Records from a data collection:
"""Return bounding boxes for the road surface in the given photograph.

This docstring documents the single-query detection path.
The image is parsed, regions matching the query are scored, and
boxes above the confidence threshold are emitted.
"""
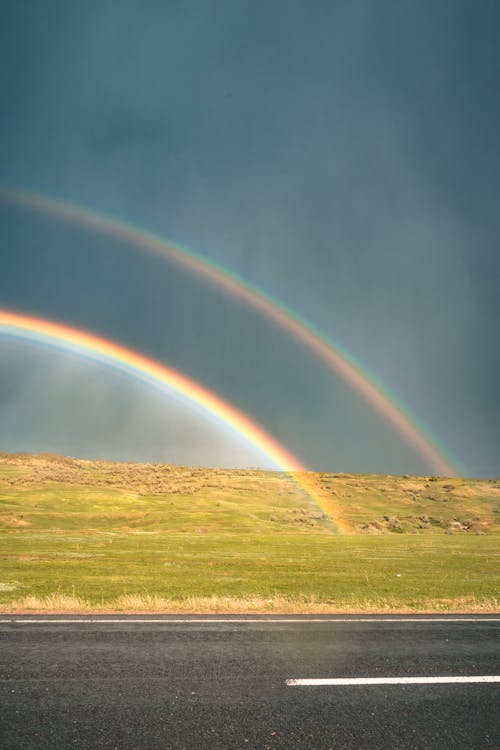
[1,615,499,749]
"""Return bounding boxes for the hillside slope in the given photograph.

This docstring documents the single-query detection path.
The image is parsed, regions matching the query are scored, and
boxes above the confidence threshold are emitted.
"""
[1,452,498,534]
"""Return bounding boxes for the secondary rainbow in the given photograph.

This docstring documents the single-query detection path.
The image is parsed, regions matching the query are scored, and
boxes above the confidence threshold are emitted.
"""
[0,309,342,527]
[0,187,459,476]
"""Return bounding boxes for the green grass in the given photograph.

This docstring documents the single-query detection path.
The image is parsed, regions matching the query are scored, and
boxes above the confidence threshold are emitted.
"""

WHAT YOU HAVE TO DO —
Note every line above where the string "Return" shows up, and copy those lines.

OUTPUT FOR THIS EXERCISE —
"""Return bounding boxes for the road surface in the given photograph.
"""Return bounding boxes for the hillside slope in the given photograph.
"""Return bounding boxes for the secondary rainbow in the given photograph.
"""Return bounding boxes for the green grass in the given photograph.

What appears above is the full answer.